Carry on the storytime blog post below from the point where it stops.

§ GIVEN PASSAGE
[Start]
Outreach Storytime: Pets

My turn to choose the theme at our grocery store storytime! I went with Pets since I really wanted to re-use my new flannelboard for My Bus.

The Plan

Books

Caring for Your Lion by Tammi Sauer*
My Bus by Byron Barton*
Stack the Cats by Susie Ghahremani*
This Book Just Ate My Dog! by Richard Byrne
What Pet to Get? by Emma Dodd*

Extension Activities

Flannelboard: “Dear Zoo”*

Flannelboard: “My Bus”*

Puppet & Song: “The Goldfish”*

Puppet: “I Have a Little Turtle”*
I have a little turtle (put hands on top of one another)
He lives in a box (make box)
He swims in a puddle (swimming motion)
He climbs on the rocks (climbing motion)
He snapped at a mosquito (clap)
He snapped at a flea (clap)
He snapped at a minnow (clap)
And he snapped at me (clap)
He caught the mosquito (cup hands together)
He caught the flea (cup hands together)
He caught the minnow (cup hands together)
But he didn’t catch me! (shake finger “no”)
Credit: Childhood

How It Went

This was such a fun storytime! I did My Bus with the flannelboard and the kids loved being able to play the part of a dog or cat to board the bus. (To accommodate larger groups, I double or triple the amount of animals in the story. A bit of math, but it’s manageable.) Our most successful book was What Pet to Get? by Emma Dodd. The kids really enjoyed imagining different kinds of pets and I think the grown-ups appreciated the spot of humor at the end.

I did have a storytime blunder today and completely miss-rhymed during “I Have a Little Turtle”. I’m not sure where my mind was! I think my favorite part of storytime was swimming along to Laurie Berkner’s “The Goldfish” song in the grocery store though. I highly recommend it!

Outreach Storytime: Interactive Stories

I was so happy when one of my preschools asked for “Interactive Stories” as a theme because there are SO MANY good books that invite audience participation and movement!

The Plan

Books

Hop, Hop, Jump! by Lauren Thompson****
The Mixed-Up Truck by Stephen Savage**
Play This Book by Jessica Young*
Shake the Tree! by Chiara Vignocchi****
Ten in the Bed by Jane Cabrera***

Extension Activities

Flannelboard: “Going on a Bear Hunt”****

Flannelboard: “Red Crane, Red Crane”**

Prop Sticks: “Green Says Go”***

Prop: Song Cube****

How It Went

Preschool 1 (four classrooms)
[End]
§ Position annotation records
[Start]
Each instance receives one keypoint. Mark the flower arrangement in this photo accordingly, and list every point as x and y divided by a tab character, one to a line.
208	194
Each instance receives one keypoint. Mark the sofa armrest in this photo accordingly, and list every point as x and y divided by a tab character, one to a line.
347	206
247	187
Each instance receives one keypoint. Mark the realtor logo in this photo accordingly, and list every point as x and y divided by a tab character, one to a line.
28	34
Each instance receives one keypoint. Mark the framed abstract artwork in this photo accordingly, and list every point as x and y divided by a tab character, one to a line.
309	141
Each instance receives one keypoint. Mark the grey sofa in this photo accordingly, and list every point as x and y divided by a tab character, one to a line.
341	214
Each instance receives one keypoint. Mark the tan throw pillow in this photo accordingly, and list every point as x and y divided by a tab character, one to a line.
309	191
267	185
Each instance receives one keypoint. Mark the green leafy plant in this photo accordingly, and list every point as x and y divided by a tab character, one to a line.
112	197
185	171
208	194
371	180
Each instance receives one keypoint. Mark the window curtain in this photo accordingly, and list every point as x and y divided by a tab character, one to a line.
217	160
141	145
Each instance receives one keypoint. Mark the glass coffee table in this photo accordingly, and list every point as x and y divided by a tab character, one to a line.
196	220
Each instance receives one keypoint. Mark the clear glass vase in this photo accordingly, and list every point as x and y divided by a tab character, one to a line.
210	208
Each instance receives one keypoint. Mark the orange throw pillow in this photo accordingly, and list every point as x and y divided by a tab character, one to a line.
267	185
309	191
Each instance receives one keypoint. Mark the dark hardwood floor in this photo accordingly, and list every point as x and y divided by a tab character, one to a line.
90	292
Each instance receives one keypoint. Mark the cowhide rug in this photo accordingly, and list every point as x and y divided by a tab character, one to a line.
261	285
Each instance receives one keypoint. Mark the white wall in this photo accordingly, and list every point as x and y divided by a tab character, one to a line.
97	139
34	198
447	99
[End]
§ EXERCISE RESPONSE
I got to read in this preschool’s library! Each classroom had their own storytime. Both The Mixed-Up Truck and Shake the Tree! worked well in every classroom. Hop, Hop, Jump got one class too riled up and their teachers had to redirect them a few times to make sure they gave their classmates enough space. The “Going on a Bear Hunt” flannelboard continues to be a massive success when paired with a hidden bear puppet. I actually didn’t use any rhymes or songs on their own, other than my opening/closing routines since the kids were up and moving the entire storytime. I would definitely repeat this theme again!

Outreach Storytime: Spring

As it was seasonally appropriate, so many of my preschools and centers requested a “spring” theme. Needless to say, while this is a great storytime plan that worked well for every group that I visited, I’m very glad to put it away for the year.

The Plan

Books

Butterfly, Butterfly by Petr Horacek********
Plant the Tiny Seed by Christie Matheson*******
Splish, Splash Ducky! by Lucy Cousins******
When Spring Comes by Kevin Henkes****
Wow! Said the Owl by Tim Hopgood******

Extension Activities

Flannelboard: “Five Little Ducks”*******

Flannelboard: “Planting a Rainbow”****

Folder Story: “Old MacRainbow’s Flower Garden” (found at Fun With Friends at Storytime)****

Puppet: Flutter, Flutter Butterfly********
Flutter, flutter butterfly,
Floating in the spring sky
Floating by for all to see,
Floating by so merrily
Flutter, flutter butterfly,
Floating in the spring sky
Credit: Best Kids Book Site (site is down)

ASL: “Butterfly”********

Fingerplay: “Here is the Beehive”********
Here is the beehive. (hold up fist)
Where are the bees? (shrug)
Hidden away where nobody sees. (move other hand around fist)
Watch and you’ll see them come out of the hive (bend head close to fist)
One, two, three, four, five. (hold fingers up one at a time)
Bzzzzzzzz! (wave fingers)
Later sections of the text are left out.